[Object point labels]

········

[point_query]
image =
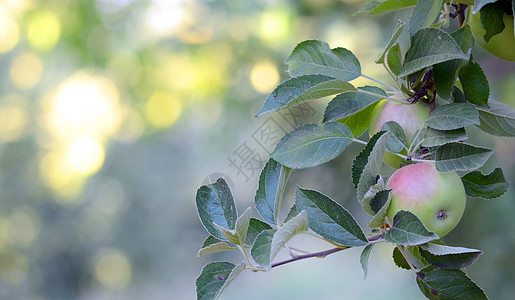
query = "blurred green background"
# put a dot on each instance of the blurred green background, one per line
(114, 112)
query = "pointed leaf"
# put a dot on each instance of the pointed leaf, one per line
(242, 225)
(492, 21)
(434, 137)
(394, 59)
(444, 74)
(369, 176)
(447, 257)
(311, 145)
(216, 205)
(269, 194)
(290, 229)
(488, 186)
(395, 36)
(260, 251)
(453, 116)
(407, 229)
(361, 160)
(212, 245)
(383, 6)
(300, 89)
(397, 139)
(424, 14)
(358, 122)
(460, 157)
(215, 277)
(498, 120)
(316, 57)
(292, 213)
(384, 198)
(255, 228)
(430, 46)
(329, 219)
(478, 4)
(436, 283)
(347, 104)
(474, 83)
(399, 259)
(364, 259)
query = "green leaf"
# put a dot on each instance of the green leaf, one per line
(488, 186)
(215, 277)
(478, 4)
(292, 213)
(239, 233)
(359, 121)
(359, 163)
(379, 7)
(407, 229)
(384, 198)
(300, 89)
(296, 225)
(460, 157)
(453, 116)
(347, 104)
(399, 259)
(216, 205)
(371, 170)
(394, 59)
(498, 120)
(393, 40)
(311, 145)
(447, 257)
(255, 228)
(424, 14)
(434, 137)
(397, 139)
(430, 46)
(269, 194)
(364, 259)
(436, 283)
(262, 246)
(492, 20)
(329, 219)
(212, 245)
(444, 74)
(316, 57)
(474, 83)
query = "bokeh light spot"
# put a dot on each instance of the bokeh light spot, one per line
(264, 76)
(43, 30)
(162, 109)
(14, 266)
(113, 269)
(85, 155)
(26, 70)
(9, 33)
(84, 105)
(274, 24)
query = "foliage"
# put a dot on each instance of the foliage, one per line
(428, 73)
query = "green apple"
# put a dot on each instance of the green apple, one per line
(502, 44)
(410, 117)
(437, 199)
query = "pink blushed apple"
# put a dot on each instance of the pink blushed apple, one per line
(437, 199)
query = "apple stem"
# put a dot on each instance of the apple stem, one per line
(383, 83)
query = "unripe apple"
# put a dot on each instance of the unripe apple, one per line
(502, 44)
(410, 117)
(437, 199)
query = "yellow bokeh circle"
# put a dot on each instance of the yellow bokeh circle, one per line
(43, 30)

········

Copy the material exactly. Do not include the pictures.

Output for this exercise >>
[point_query]
image =
query = "blurred green background"
# put a dot on each instance of the blurred green background, one per line
(114, 112)
query = "pointed leaf"
# put a dot on each instance of the pointed leaf, one per line
(242, 225)
(492, 21)
(434, 137)
(394, 59)
(444, 74)
(369, 176)
(447, 257)
(311, 145)
(216, 205)
(269, 194)
(290, 229)
(488, 186)
(395, 36)
(260, 251)
(453, 116)
(407, 229)
(361, 160)
(212, 245)
(383, 6)
(300, 89)
(397, 139)
(424, 14)
(358, 122)
(460, 157)
(215, 277)
(498, 120)
(316, 57)
(292, 213)
(384, 198)
(255, 228)
(430, 46)
(329, 219)
(478, 4)
(436, 283)
(347, 104)
(474, 83)
(399, 259)
(364, 259)
query = "green leaf"
# put a dot on each instance of the green leaf, one per line
(488, 186)
(215, 277)
(478, 4)
(292, 213)
(239, 233)
(359, 121)
(359, 163)
(379, 7)
(407, 229)
(384, 198)
(300, 89)
(296, 225)
(460, 157)
(453, 116)
(347, 104)
(399, 259)
(216, 205)
(371, 170)
(394, 59)
(498, 120)
(393, 40)
(311, 145)
(447, 257)
(255, 228)
(424, 14)
(434, 137)
(397, 139)
(430, 46)
(269, 194)
(364, 259)
(436, 283)
(262, 246)
(492, 20)
(329, 219)
(212, 245)
(444, 74)
(316, 57)
(474, 83)
query = "bokeh light spot"
# put a dot on each instance of the bokeh light spot, one per line
(264, 76)
(43, 30)
(162, 109)
(14, 266)
(113, 269)
(85, 155)
(26, 70)
(9, 33)
(84, 105)
(274, 24)
query = "foliage"
# put a dot on each instance of the foliage, one per line
(428, 73)
query = "green apple"
# put a dot on each instance of the green apple, one per line
(502, 44)
(410, 117)
(437, 199)
query = "pink blushed apple"
# put a dot on each instance of the pink blushed apple, one per line
(437, 199)
query = "apple stem"
# put a dot on each instance of the apple stem, one per line
(383, 83)
query = "unripe apple"
# put a dot on each instance of the unripe apple, one per line
(502, 44)
(410, 117)
(437, 199)
query = "yellow bokeh circle"
# put a dot on each instance of the yellow bokeh circle, one per line
(43, 30)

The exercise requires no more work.